I have a Pandas DF called “DF”. I would like to sample data from the population in such a way that, given a occurrence count, N = 100 and column = "Type", I would like to print a total of 100 rows from that column in such a way that the distribution of occurrences of each type is equal.
| SNo | Type | Difficulty |
|---|---|---|
| 1 | Single | 5 |
| 2 | Single | 15 |
| 3 | Single | 4 |
| 4 | Multiple | 2 |
| 5 | Multiple | 14 |
| 6 | None | 7 |
| 7 | None | 4323 |
For instance, If I specify N = 3, the output must be :
| SNo | Type | Difficulty |
|---|---|---|
| 1 | Single | 5 |
| 3 | Multiple | 4 |
| 6 | None | 7 |
If for the number N, the occurrences of certain types do not meet the minimum split, I can randomly increase another count.
I am wondering on how to approach this programmatically. Thanks!
CodePudding user response:
Use groupby.sample (pandas ≥ 1.1) with N divided by the number of types.
NB. This assumes the N is a multiple of the number of types if you want a strict equality.
N = 3
N2 = N//df['Type'].nunique()
out = df.groupby('Type').sample(n=N2)
handling non multiple of the number of types
Use the same as above and complete to N with random rows excluding those already selected.
N = 5
N2, R = divmod(N, df['Type'].nunique())
out = df.groupby('Type').sample(n=N2)
out = pd.concat([out, df.drop(out.index).sample(n=R)])
As there is still a chance that you complete with items of the same group, if you really want to ensure sampling from different groups replace the last step with:
out = pd.concat([out, df.drop(out.index).groupby('Type').sample(n=1).sample(n=R)]
Example output:
SNo Type Difficulty
4 5 Multiple 14
6 7 None 4323
2 3 Single 4
3 4 Multiple 2
5 6 None 14

→ SUPPLIED DATA

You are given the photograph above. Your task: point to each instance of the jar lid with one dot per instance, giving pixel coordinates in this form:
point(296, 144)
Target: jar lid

→ STATED TASK 1
List the distinct values that appear in the "Type" column of the first table in the thread about sampling a Pandas DataFrame.
→ STATED TASK 2
In the thread about sampling a Pandas DataFrame, retype the passage starting at "handling non multiple" and ending at "out = pd.concat([out, df.drop(out.index).sample(n=R)])".

→ WORKED ANSWER 1
Single, Multiple, None

→ WORKED ANSWER 2
handling non multiple of the number of types
Use the same as above and complete to N with random rows excluding those already selected.
N = 5
N2, R = divmod(N, df['Type'].nunique())
out = df.groupby('Type').sample(n=N2)
out = pd.concat([out, df.drop(out.index).sample(n=R)])